++++ Text shown ++++
Let Them Eat Cereal (for Dinner)
What does food we eat, or rather can afford to eat, tell us about the society we live in
A couple of days ago, Kellogg’s CEO Gary Pilnick gave people strapped for cash a piece of advice: just ‘eat cereal for dinner.’
Well. Telling people to opt for a bowl of processed oats and sugar instead of a regular meal would’ve been (sort of) funny if so many people weren’t struggling to put food on their table today. But they are.
In the US, people are spending more of their income on food than they have in 30 years, and there’s been a sharp rise in food insecurity, with 1 in 8 households suffering from it. In the UK, where I live, the situation is even more dire: nearly 1 in 5 households struggle to get enough food.
And that’s thanks to, oh yes, companies like Kellogg’s and all the other food manufacturers controlling most of the things we buy, like Coca-Cola, Mondelez and General Mills, ramping up their prices. This, combined with all the other increases in the cost of living, has squeezed many consumers to the point where some will indeed have to consider eating cereal for dinner. Or skipping it altogether.
Actually, last year’s Wall Street Journal article did suggest something along these lines, only for breakfast. But that’s just one example of a whole litany of articles, videos and posts telling us that with the right mindset and lifestyle choices, we can all thrive, ahem, survive.
Money is tight? Just skip breakfast. Sniff an orange for lunch. Or eat something mouldy from the back of your fridge. And then have a bowl of cereal for dinner.
++++ Material supplied ++++
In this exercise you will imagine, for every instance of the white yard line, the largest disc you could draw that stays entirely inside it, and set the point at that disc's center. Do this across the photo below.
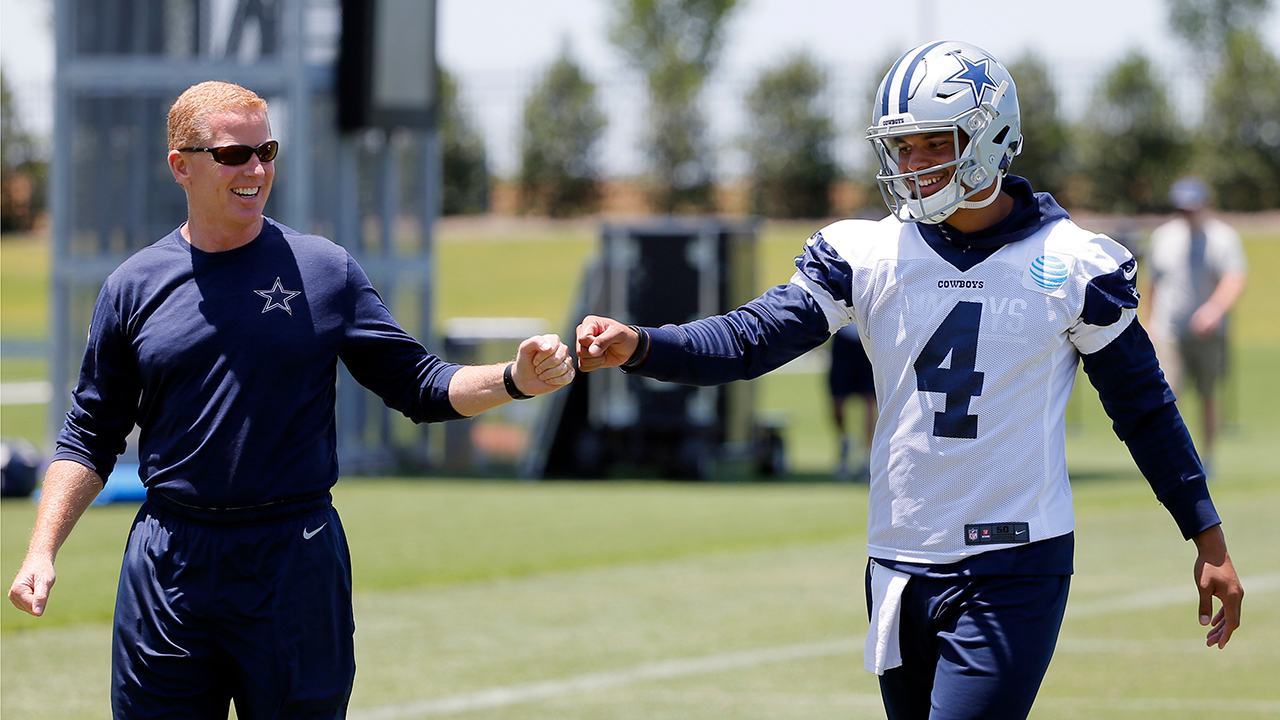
(685, 668)
(35, 392)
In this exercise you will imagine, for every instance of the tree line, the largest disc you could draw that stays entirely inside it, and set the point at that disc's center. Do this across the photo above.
(1121, 156)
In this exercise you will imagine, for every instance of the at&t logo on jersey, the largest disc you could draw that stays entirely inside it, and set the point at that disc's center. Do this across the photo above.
(1047, 273)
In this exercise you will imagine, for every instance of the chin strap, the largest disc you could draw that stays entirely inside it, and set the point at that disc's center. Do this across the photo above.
(972, 205)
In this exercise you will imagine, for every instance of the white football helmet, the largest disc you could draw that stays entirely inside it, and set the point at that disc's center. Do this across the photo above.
(946, 87)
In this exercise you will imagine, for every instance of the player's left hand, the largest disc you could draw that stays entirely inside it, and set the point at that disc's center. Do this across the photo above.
(1215, 577)
(543, 364)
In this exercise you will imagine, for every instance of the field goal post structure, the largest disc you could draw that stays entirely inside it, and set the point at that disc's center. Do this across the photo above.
(373, 186)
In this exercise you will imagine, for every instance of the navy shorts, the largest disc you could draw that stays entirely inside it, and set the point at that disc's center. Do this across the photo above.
(257, 614)
(973, 647)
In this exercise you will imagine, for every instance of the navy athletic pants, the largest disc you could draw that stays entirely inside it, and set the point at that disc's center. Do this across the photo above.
(973, 647)
(210, 613)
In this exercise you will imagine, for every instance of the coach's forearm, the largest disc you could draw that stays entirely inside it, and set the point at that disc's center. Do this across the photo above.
(69, 488)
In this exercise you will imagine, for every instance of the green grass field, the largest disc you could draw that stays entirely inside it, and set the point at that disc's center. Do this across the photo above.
(650, 600)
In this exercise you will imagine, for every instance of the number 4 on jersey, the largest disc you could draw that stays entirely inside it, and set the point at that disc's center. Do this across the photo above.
(955, 340)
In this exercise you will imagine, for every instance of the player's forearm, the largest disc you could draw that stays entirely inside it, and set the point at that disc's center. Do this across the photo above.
(69, 488)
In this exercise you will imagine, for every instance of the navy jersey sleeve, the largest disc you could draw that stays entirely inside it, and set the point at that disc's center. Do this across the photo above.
(1141, 405)
(760, 336)
(387, 360)
(104, 406)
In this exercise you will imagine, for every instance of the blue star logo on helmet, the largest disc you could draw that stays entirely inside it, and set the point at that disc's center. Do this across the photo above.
(1048, 272)
(974, 74)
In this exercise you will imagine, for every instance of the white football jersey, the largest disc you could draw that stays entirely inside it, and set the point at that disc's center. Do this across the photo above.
(973, 370)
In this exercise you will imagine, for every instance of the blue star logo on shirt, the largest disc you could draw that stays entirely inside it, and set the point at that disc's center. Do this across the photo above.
(976, 76)
(278, 297)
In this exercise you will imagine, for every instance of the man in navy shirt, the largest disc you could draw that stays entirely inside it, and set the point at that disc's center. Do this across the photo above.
(222, 343)
(976, 301)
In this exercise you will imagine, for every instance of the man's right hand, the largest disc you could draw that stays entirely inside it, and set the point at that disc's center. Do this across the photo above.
(604, 342)
(30, 589)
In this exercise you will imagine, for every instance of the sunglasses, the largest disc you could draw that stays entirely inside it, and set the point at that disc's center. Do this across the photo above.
(238, 154)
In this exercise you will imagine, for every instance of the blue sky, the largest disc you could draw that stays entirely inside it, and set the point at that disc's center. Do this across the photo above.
(483, 40)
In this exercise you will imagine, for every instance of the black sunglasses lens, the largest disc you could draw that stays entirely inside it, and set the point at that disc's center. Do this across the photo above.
(232, 154)
(266, 151)
(240, 154)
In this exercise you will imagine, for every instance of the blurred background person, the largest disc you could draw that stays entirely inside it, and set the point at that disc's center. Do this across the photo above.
(1197, 274)
(850, 376)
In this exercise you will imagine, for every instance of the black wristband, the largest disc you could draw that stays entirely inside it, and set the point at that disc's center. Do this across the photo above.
(641, 351)
(510, 382)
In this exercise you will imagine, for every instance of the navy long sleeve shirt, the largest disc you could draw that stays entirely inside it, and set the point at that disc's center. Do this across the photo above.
(227, 363)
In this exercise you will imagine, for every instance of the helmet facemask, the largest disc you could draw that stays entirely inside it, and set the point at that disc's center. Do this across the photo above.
(968, 174)
(946, 87)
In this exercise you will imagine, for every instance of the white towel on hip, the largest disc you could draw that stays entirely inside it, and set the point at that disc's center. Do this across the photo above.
(882, 650)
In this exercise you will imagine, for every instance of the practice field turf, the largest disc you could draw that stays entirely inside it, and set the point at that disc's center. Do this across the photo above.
(661, 600)
(652, 600)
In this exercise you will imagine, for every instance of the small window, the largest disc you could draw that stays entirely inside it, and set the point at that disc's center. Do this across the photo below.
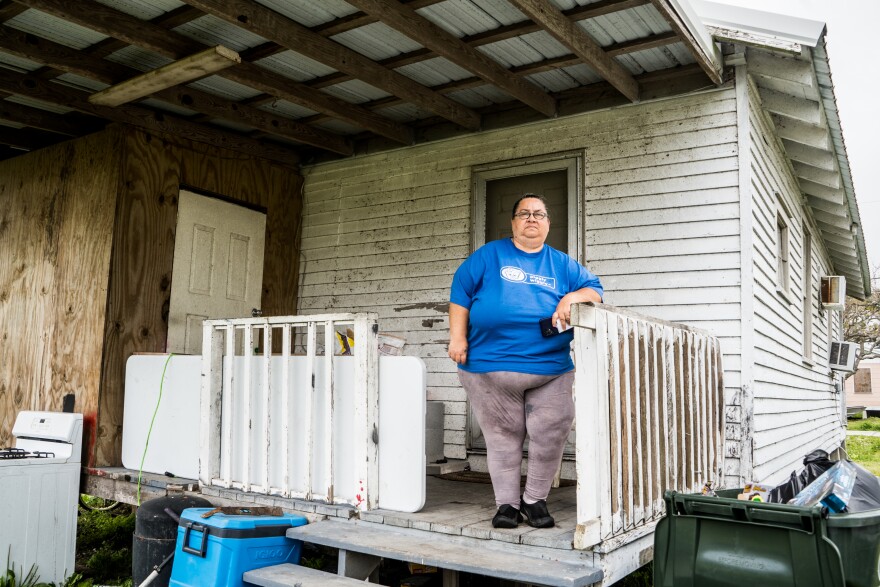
(807, 297)
(782, 260)
(862, 382)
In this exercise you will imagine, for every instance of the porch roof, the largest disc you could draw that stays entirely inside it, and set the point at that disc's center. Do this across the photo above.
(330, 78)
(788, 62)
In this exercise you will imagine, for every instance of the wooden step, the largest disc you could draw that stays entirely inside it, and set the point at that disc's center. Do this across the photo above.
(534, 565)
(288, 575)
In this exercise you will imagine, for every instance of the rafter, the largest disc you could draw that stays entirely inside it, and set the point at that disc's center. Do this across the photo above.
(269, 24)
(651, 42)
(27, 138)
(67, 59)
(144, 34)
(71, 124)
(500, 34)
(579, 42)
(711, 68)
(53, 93)
(407, 21)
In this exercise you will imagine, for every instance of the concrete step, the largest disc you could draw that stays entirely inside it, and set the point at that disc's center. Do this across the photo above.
(532, 565)
(288, 575)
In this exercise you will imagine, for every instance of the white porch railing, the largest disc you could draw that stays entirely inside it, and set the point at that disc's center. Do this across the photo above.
(650, 404)
(272, 422)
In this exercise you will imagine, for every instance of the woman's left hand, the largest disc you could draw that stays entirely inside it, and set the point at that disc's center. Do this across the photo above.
(563, 308)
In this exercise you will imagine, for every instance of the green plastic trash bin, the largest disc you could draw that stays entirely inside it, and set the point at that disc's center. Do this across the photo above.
(724, 542)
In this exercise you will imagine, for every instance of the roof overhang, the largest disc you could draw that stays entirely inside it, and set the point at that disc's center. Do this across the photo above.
(786, 58)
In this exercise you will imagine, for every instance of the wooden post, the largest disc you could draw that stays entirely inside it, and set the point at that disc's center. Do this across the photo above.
(587, 445)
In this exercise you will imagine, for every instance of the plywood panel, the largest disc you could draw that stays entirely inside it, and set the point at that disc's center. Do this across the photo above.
(154, 170)
(56, 216)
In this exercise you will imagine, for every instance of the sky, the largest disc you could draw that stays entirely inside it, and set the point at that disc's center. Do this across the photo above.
(852, 28)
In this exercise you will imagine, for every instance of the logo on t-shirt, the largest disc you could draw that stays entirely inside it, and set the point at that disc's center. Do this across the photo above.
(517, 275)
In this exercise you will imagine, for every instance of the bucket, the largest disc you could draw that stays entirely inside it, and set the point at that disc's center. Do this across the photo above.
(155, 535)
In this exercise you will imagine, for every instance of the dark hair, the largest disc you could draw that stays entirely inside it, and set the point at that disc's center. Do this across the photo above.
(529, 195)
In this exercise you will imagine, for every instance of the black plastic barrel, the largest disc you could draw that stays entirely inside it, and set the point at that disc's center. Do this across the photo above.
(155, 535)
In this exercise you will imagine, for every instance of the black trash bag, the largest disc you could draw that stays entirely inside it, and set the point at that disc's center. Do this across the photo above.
(815, 463)
(866, 491)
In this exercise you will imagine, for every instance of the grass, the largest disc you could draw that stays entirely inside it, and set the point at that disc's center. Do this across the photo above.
(866, 425)
(865, 450)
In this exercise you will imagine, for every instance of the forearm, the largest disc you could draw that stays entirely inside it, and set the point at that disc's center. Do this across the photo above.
(580, 296)
(458, 322)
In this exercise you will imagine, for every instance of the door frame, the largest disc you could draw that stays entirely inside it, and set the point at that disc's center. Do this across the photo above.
(572, 162)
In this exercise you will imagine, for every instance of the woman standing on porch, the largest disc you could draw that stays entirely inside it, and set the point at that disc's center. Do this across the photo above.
(518, 374)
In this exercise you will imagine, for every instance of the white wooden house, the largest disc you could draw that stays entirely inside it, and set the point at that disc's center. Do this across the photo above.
(706, 182)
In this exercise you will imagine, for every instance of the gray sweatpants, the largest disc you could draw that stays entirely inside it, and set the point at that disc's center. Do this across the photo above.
(508, 405)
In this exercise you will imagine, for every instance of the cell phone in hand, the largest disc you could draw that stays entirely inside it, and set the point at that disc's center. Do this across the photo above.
(548, 329)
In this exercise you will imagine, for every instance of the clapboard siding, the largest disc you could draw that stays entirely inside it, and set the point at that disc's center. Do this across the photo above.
(795, 407)
(385, 232)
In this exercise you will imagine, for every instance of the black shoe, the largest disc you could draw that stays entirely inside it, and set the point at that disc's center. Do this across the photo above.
(536, 514)
(507, 517)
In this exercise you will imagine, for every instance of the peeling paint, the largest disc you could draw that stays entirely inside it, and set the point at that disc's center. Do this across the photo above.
(442, 307)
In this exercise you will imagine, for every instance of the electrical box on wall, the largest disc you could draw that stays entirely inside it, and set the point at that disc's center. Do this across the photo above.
(832, 292)
(843, 356)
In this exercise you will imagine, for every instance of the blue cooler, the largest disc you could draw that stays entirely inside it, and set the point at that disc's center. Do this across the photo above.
(217, 550)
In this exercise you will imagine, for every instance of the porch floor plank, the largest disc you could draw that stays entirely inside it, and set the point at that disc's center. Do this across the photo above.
(457, 553)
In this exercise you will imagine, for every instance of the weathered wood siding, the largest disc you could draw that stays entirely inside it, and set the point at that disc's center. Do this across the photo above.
(796, 407)
(863, 387)
(386, 232)
(56, 228)
(154, 169)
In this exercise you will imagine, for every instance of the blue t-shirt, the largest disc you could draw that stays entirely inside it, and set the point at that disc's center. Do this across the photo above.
(508, 291)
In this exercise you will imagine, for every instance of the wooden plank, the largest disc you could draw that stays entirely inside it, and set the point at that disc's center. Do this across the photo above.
(72, 61)
(54, 282)
(288, 33)
(448, 552)
(154, 37)
(154, 167)
(72, 124)
(182, 71)
(576, 39)
(420, 29)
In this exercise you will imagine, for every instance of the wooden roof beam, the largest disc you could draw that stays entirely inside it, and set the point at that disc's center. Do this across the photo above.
(405, 20)
(182, 71)
(72, 124)
(269, 24)
(789, 106)
(508, 32)
(830, 179)
(706, 63)
(145, 34)
(28, 139)
(810, 155)
(359, 19)
(67, 59)
(580, 43)
(801, 132)
(40, 89)
(528, 69)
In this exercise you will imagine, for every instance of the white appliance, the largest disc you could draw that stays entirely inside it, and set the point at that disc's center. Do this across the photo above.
(39, 490)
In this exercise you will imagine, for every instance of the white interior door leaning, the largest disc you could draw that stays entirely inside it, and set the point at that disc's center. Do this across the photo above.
(218, 267)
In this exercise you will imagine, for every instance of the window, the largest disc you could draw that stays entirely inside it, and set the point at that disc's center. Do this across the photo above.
(783, 276)
(862, 383)
(807, 297)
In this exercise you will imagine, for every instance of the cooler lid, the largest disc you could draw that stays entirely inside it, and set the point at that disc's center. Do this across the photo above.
(240, 521)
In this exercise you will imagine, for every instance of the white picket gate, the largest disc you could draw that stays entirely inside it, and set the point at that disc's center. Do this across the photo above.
(650, 402)
(270, 420)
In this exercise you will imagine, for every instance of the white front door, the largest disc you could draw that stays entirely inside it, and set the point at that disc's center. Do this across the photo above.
(218, 267)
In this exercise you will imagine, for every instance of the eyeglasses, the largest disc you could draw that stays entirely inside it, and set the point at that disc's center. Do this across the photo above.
(525, 215)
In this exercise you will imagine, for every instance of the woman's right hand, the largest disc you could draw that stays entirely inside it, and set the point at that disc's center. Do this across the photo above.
(458, 350)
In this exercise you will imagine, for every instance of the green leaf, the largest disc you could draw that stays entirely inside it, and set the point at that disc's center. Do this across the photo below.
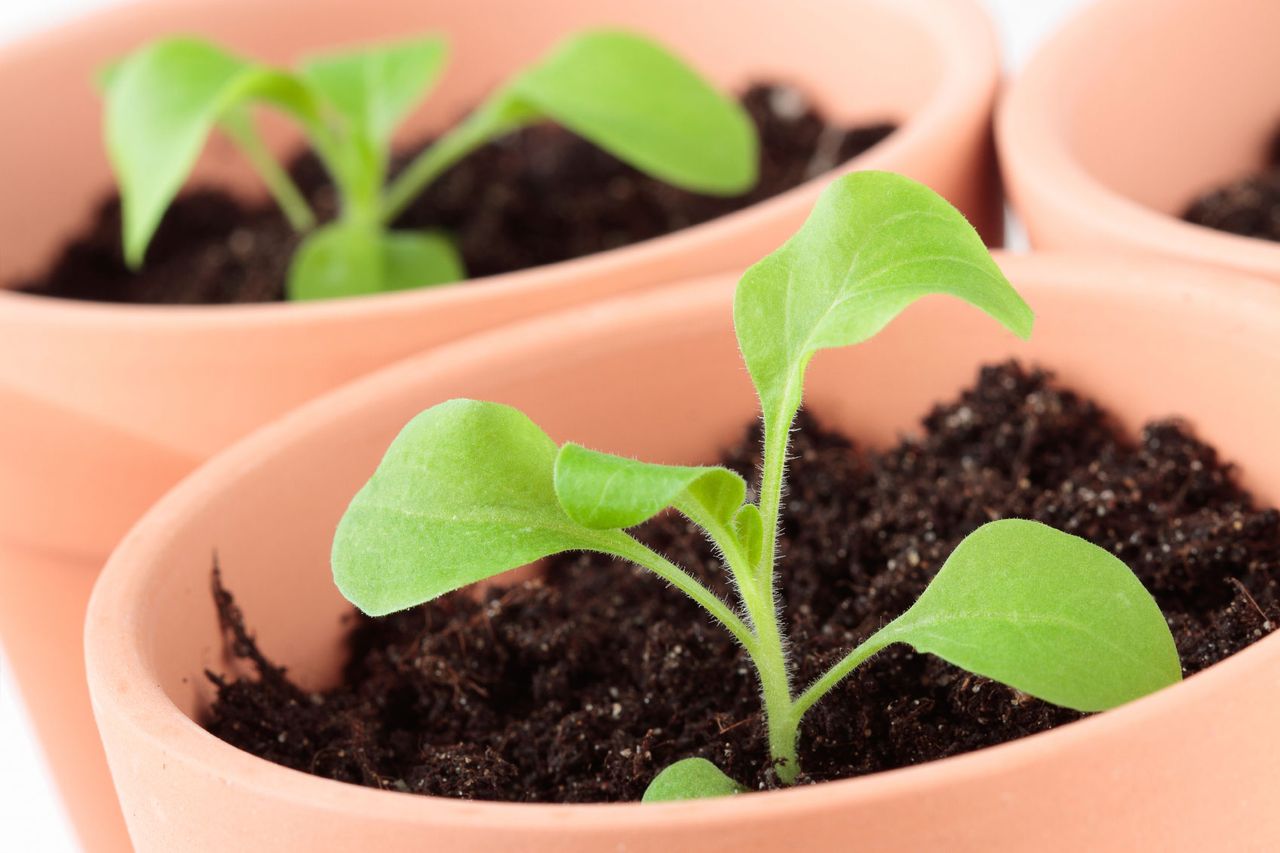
++++
Problem to work on.
Copy the stretch of the cereal-for-dinner article from "What does food" through "But they are.", swapping "processed oats" for "puffed rice".

Solution for this task.
What does food we eat, or rather can afford to eat, tell us about the society we live in
A couple of days ago, Kellogg’s CEO Gary Pilnick gave people strapped for cash a piece of advice: just ‘eat cereal for dinner.’
Well. Telling people to opt for a bowl of puffed rice and sugar instead of a regular meal would’ve been (sort of) funny if so many people weren’t struggling to put food on their table today. But they are.